What to produce:
Copy out the USB hang report below word for word, from its first line to its last.

Source text:

:::

Attached is the full kernel debug log file.
The hard hang occurs with the following log message:
May 27 10:55:31 draal kernel: uhci: host controller process error. something bad
happened
May 27 10:55:31 draal kernel: uhci: host controller halted. very bad
May 27 10:55:54 draal kernel: usb-storage: command_abort() called
The writing process is then unkillable, the usb modules are
un-rmmod-able, and I must reboot the machine to return to normal.
The above is using the uhci driver. This also happens with the usb-uhci
driver. It happens on both my machines, one is an athlon, Asus A7V
mobo, the other is an alpha ev56 (LX164) with a PCI USB adapter. (both
UHCI)
Matthew Dharm [[EMAIL PROTECTED]] wrote:
> Could you turn on USB Mass Storage verbose debugging and send a log of the
> simplest case tht does something strange?

:::

Stored data:
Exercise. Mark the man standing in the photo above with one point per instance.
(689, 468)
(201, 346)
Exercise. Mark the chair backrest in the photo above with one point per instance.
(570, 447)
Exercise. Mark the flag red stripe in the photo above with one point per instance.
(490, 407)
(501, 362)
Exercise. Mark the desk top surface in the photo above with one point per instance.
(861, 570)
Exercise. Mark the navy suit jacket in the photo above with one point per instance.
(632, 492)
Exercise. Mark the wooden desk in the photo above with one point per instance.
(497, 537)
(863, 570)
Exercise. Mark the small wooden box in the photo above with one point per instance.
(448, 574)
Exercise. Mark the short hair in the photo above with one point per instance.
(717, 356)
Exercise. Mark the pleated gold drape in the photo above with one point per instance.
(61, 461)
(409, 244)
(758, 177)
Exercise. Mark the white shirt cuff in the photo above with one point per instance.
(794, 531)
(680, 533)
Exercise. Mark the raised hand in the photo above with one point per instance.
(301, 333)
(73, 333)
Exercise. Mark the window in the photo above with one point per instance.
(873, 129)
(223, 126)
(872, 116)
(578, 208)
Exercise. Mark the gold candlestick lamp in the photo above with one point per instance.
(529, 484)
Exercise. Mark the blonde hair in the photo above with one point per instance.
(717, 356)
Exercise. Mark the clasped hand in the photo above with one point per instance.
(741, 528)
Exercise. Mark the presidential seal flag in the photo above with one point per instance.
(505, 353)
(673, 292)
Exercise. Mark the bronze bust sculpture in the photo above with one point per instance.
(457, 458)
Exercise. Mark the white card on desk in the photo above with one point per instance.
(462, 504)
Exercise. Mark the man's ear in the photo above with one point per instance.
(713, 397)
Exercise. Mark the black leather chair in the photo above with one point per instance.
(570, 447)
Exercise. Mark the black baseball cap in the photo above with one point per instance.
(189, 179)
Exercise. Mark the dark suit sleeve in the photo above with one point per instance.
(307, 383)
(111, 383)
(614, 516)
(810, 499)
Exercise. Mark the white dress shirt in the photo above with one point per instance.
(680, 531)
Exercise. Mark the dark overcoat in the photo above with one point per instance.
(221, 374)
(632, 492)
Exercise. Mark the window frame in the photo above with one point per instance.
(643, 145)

:::

The response:
Attached is the full kernel debug log file.
The hard hang occurs with the following log message:
May 27 10:55:31 draal kernel: uhci: host controller process error. something bad
happened
May 27 10:55:31 draal kernel: uhci: host controller halted. very bad
May 27 10:55:54 draal kernel: usb-storage: command_abort() called
The writing process is then unkillable, the usb modules are
un-rmmod-able, and I must reboot the machine to return to normal.
The above is using the uhci driver. This also happens with the usb-uhci
driver. It happens on both my machines, one is an athlon, Asus A7V
mobo, the other is an alpha ev56 (LX164) with a PCI USB adapter. (both
UHCI)
Matthew Dharm [[EMAIL PROTECTED]] wrote:
> Could you turn on USB Mass Storage verbose debugging and send a log of the
> simplest case tht does something strange?